### Written exercise
Duplicate every row below exactly as it stands, with no changes.

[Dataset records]
····················

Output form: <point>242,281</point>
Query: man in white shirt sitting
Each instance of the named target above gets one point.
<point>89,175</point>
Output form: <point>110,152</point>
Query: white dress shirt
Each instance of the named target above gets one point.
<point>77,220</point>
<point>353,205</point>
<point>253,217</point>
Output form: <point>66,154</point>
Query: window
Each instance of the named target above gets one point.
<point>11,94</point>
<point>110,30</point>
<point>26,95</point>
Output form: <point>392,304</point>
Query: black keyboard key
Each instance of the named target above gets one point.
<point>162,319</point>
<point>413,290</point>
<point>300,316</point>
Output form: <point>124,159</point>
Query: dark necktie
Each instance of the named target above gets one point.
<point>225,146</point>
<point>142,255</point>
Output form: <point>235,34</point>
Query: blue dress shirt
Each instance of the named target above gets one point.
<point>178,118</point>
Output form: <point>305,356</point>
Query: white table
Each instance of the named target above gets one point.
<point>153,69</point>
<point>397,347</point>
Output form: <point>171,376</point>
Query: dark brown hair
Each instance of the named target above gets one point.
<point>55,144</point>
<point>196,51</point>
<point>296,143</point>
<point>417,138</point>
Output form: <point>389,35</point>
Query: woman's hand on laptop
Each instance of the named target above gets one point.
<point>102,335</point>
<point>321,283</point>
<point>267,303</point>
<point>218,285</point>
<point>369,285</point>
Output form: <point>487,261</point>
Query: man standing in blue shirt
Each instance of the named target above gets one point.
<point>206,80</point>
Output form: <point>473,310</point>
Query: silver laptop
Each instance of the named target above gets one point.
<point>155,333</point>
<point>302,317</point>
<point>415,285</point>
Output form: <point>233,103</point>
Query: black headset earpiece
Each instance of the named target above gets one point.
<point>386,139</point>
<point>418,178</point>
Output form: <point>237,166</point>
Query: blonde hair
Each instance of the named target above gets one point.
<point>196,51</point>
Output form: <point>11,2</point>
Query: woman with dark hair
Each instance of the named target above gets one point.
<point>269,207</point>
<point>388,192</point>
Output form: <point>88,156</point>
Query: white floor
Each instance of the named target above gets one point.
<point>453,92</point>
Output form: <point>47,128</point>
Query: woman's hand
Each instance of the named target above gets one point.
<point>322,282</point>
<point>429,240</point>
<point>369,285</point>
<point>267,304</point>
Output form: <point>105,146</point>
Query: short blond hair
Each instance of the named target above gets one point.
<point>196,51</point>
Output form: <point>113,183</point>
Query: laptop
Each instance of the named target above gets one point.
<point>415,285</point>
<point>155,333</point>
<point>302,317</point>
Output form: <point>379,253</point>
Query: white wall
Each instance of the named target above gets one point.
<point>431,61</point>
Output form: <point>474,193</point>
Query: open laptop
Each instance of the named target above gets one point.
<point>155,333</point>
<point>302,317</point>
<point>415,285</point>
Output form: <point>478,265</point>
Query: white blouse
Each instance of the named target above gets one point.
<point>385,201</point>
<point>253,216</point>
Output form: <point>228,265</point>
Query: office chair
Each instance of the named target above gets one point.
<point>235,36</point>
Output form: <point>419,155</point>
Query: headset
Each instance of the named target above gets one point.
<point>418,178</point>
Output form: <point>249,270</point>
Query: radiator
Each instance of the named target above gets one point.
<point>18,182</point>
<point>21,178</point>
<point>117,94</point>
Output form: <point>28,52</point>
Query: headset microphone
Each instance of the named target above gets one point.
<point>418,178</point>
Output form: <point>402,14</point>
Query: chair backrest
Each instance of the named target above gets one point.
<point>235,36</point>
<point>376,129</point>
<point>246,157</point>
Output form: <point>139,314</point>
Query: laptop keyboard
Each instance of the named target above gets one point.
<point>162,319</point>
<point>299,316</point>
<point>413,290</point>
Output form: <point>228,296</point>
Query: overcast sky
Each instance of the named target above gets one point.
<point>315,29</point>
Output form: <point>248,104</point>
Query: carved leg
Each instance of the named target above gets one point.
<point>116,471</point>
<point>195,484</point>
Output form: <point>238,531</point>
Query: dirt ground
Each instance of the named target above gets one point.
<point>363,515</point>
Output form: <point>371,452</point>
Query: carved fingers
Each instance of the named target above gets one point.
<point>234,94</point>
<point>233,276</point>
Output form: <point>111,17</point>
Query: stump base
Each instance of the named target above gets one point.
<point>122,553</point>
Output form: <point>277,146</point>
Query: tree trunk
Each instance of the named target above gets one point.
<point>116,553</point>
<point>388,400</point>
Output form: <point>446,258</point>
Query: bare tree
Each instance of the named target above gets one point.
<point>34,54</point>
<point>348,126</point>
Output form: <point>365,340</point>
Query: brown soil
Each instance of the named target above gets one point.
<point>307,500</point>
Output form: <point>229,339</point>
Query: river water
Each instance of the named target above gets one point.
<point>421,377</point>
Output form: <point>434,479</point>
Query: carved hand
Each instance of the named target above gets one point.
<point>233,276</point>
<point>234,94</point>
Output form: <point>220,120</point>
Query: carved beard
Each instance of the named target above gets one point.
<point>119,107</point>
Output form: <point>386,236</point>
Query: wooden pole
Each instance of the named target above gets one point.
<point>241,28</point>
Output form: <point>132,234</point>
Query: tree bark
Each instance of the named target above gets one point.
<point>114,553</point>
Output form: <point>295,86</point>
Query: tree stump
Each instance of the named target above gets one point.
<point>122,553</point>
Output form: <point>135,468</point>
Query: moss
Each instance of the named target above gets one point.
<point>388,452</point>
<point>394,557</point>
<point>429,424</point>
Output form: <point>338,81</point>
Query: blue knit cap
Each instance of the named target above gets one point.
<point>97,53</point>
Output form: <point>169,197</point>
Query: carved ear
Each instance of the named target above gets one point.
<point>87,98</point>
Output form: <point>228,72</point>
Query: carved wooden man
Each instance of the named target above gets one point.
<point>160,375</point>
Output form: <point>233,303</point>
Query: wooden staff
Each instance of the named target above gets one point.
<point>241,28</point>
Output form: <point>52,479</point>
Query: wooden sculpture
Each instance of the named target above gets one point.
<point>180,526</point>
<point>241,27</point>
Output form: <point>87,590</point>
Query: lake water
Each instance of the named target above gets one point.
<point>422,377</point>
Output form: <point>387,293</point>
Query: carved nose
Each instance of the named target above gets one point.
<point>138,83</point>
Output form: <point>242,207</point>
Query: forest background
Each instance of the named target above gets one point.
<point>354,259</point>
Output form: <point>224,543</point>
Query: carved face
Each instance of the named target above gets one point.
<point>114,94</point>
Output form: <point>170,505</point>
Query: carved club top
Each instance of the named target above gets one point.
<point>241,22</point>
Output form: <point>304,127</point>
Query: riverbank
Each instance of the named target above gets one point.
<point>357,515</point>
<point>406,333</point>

····················

### Response for this exercise
Output form: <point>242,281</point>
Query: man in white shirt sitting
Each instance of the named target above gets one point.
<point>89,175</point>
Output form: <point>110,152</point>
Query: white dress shirt
Each instance of the named target above gets one point.
<point>77,220</point>
<point>353,205</point>
<point>253,217</point>
Output form: <point>66,154</point>
Query: window
Each instance of the named target above gets one point.
<point>11,94</point>
<point>110,30</point>
<point>26,95</point>
Output form: <point>392,304</point>
Query: black keyboard key
Each instance of the named target above gets one point.
<point>162,319</point>
<point>413,290</point>
<point>300,316</point>
Output form: <point>124,159</point>
Query: dark necktie
Each instance of the named target above gets one point.
<point>225,146</point>
<point>142,255</point>
Output form: <point>235,34</point>
Query: blue dress shirt
Each instance of the named target above gets one point.
<point>178,118</point>
Output form: <point>305,356</point>
Query: white table
Each instance of the named target above gets one point.
<point>153,69</point>
<point>397,347</point>
Output form: <point>171,376</point>
Query: dark brown hair
Each instance of the named target above gets one point.
<point>55,144</point>
<point>196,51</point>
<point>296,143</point>
<point>417,138</point>
Output form: <point>389,35</point>
Query: woman's hand on laptop
Each instance of the named target above gets one point.
<point>102,335</point>
<point>321,283</point>
<point>267,303</point>
<point>218,285</point>
<point>369,285</point>
Output form: <point>487,261</point>
Query: man standing in blue shirt
Each instance of the named target above gets one point.
<point>206,80</point>
Output form: <point>473,310</point>
Query: silver laptop
Each instance of the named target above gets one point.
<point>155,333</point>
<point>302,317</point>
<point>415,285</point>
Output form: <point>233,103</point>
Query: black headset earpiece
Each instance of the named target above gets one point.
<point>386,139</point>
<point>418,178</point>
Output form: <point>237,166</point>
Query: blonde hair
Each instance of the named target above gets one point.
<point>196,51</point>
Output form: <point>11,2</point>
Query: woman with dark hair
Each instance of the named target above gets one point.
<point>269,207</point>
<point>388,192</point>
Output form: <point>88,156</point>
Query: white floor
Each instance of the named target above gets one point.
<point>453,92</point>
Output form: <point>47,128</point>
Query: woman's hand
Each instance of the named target above gets one point.
<point>322,282</point>
<point>429,240</point>
<point>369,285</point>
<point>267,304</point>
Output form: <point>105,146</point>
Query: short blond hair
Each instance of the named target above gets one point.
<point>196,51</point>
Output form: <point>113,183</point>
Query: laptop
Each instance of the named target above gets one point.
<point>415,285</point>
<point>155,333</point>
<point>302,317</point>
Output form: <point>379,253</point>
Query: white wall
Each instance of the named target above gets one point.
<point>431,61</point>
Output form: <point>474,193</point>
Query: open laptop
Each instance of the named target above gets one point.
<point>155,333</point>
<point>302,317</point>
<point>415,285</point>
Output form: <point>478,265</point>
Query: white blouse
Each instance of the named target above gets one point.
<point>385,201</point>
<point>253,216</point>
Output form: <point>228,265</point>
Query: office chair
Each instance of the named target above gets one point.
<point>235,36</point>
Output form: <point>419,155</point>
Query: headset
Each instance of the named target above gets one point.
<point>418,178</point>
Output form: <point>249,270</point>
Query: radiator
Each instance of the named target above gets one point.
<point>18,182</point>
<point>21,178</point>
<point>117,94</point>
Output form: <point>28,52</point>
Query: headset microphone
Each instance of the named target above gets one point.
<point>418,178</point>
Output form: <point>402,14</point>
Query: chair backrest
Each instance of the named target above gets one point.
<point>235,36</point>
<point>376,129</point>
<point>246,157</point>
Output form: <point>139,314</point>
Query: laptop keyboard
Each instance of the named target above gets one point.
<point>162,319</point>
<point>299,316</point>
<point>413,290</point>
Output form: <point>228,296</point>
Query: overcast sky
Each instance of the named target above gets one point.
<point>315,29</point>
Output form: <point>248,104</point>
Query: carved leg
Each instance of the named target above gets one point.
<point>116,471</point>
<point>195,484</point>
Output form: <point>238,531</point>
Query: dirt ground
Each instance of the named target above gets one point.
<point>363,515</point>
Output form: <point>371,452</point>
Query: carved fingers
Each instance of the named target above gets one point.
<point>234,94</point>
<point>233,276</point>
Output form: <point>111,17</point>
Query: stump base
Each instance of the named target above gets one point.
<point>122,553</point>
Output form: <point>277,146</point>
Query: tree trunk
Each instance of the named target above gets one point.
<point>116,553</point>
<point>388,400</point>
Output form: <point>446,258</point>
Query: bare tree
Each instance of the named target above gets one point.
<point>34,54</point>
<point>348,126</point>
Output form: <point>365,340</point>
Query: brown soil
Each instance of the named target above gets one point.
<point>307,500</point>
Output form: <point>229,339</point>
Query: river water
Each instance of the named target above gets one point.
<point>421,377</point>
Output form: <point>434,479</point>
Query: carved hand
Each instance of the named target above gets one point.
<point>233,276</point>
<point>234,94</point>
Output form: <point>220,120</point>
Query: carved beard
Each instance of the named target above gets one point.
<point>119,107</point>
Output form: <point>386,236</point>
Query: wooden pole
Each instance of the named target above gets one point.
<point>241,28</point>
Output form: <point>132,234</point>
Query: tree bark
Each instance of the named target above gets one point.
<point>114,553</point>
Output form: <point>295,86</point>
Query: tree stump
Each instance of the named target above gets one point.
<point>122,553</point>
Output form: <point>135,468</point>
Query: moss
Each instance of the named target above gets one point.
<point>388,452</point>
<point>394,557</point>
<point>429,424</point>
Output form: <point>338,81</point>
Query: blue knit cap
Each instance of the named target above gets one point.
<point>97,53</point>
Output form: <point>169,197</point>
Query: carved ear
Each instance of the named target above gets one point.
<point>87,98</point>
Output form: <point>228,72</point>
Query: carved wooden man
Each instance of the named target above gets one point.
<point>160,375</point>
Output form: <point>233,303</point>
Query: wooden staff
Each instance of the named target above gets one point.
<point>241,28</point>
Output form: <point>52,479</point>
Query: wooden sculpture
Each instance of the named target above gets one point.
<point>180,526</point>
<point>241,27</point>
Output form: <point>87,590</point>
Query: lake water
Each instance of the named target above gets one point.
<point>422,377</point>
Output form: <point>387,293</point>
Query: carved nose
Each instance of the named target above gets one point.
<point>138,83</point>
Output form: <point>242,207</point>
Query: forest background
Each instance of the named target above gets one point.
<point>354,259</point>
Output form: <point>224,543</point>
Query: carved face
Each instance of the named target above gets one point.
<point>114,94</point>
Output form: <point>170,505</point>
Query: carved club top
Each instance of the named target above gets one point.
<point>241,22</point>
Output form: <point>304,127</point>
Query: riverbank
Each instance of the named target above gets one point.
<point>357,515</point>
<point>406,333</point>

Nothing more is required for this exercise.